(Beginning of Selected excerpt)

2. Inspect the real paths

Don't guess at patterns — query them. With the execute-sql MCP tool:

SELECT properties.$pathname AS path, count() AS views
FROM events
WHERE event = '$pageview'
  AND timestamp > now() - INTERVAL 7 DAY
GROUP BY path
ORDER BY views DESC
LIMIT 200

Scan the result for:

  • numeric IDs: /users/123, /orders/4242
  • UUIDs: /sessions/8f3c1a3b-…
  • slugs: /posts/why-i-love-posthog
  • dates: /archive/2024-09-12
  • locales: /en-US/, /fr-FR/
  • pagination: ?page=3, /page/3/

3. Draft regex + alias

Pattern Example match regex alias
Numeric segment /users/123/profile /users/\d+/profile /users/<id>/profile
UUID v4 /sessions/8f3c1a3b-… /sessions/[0-9a-f-]{36} /sessions/<uuid>
Slug /posts/why-posthog /posts/[a-z0-9-]+$ /posts/<slug>
ISO date /archive/2024-09-12 /archive/\d{4}-\d{2}-\d{2} /archive/<date>
Locale prefix /en-US/about ^/[a-z]{2}-[A-Z]{2}/ /<locale>/
Trailing query/page /blog?page=3 \?page=\d+$ (empty alias drops it)

Anchoring rules of thumb:

  • start the regex with ^ only when the segment must be at the beginning of the path
  • end with $ to keep a generic rule (e.g. \d+$) from matching mid-path segments

4. Test before saving

Three options, pick one:

  • Settings page tester: /settings/project#path_cleaning has a built-in "test path" input that replays the full ordered chain.

  • Project HogQL (via execute-sql):

    SELECT replaceRegexpAll('/users/42/profile', '/users/\d+/profile', '/users/<id>/profile')

(End of Selected excerpt)
(Beginning of Raw data)

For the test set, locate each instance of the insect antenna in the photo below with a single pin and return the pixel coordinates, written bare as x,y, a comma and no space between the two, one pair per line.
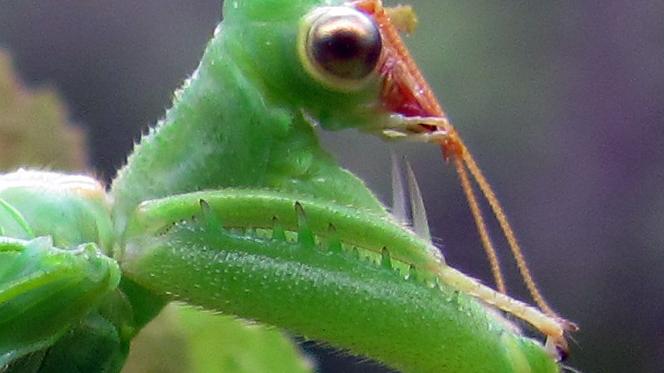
463,161
489,249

(End of Raw data)

* _Required action_:
Condense the paragraph in the path-cleaning excerpt that begins "Anchoring rules of thumb" into a single sentence that keeps both rules. The data stand apart from the path-cleaning excerpt and are separate material.

* _Exercise output_:
Start a regex with ^ only when the segment must be at the beginning of the path, and end it with $ so a generic rule such as \d+$ doesn't match segments in the middle of the path.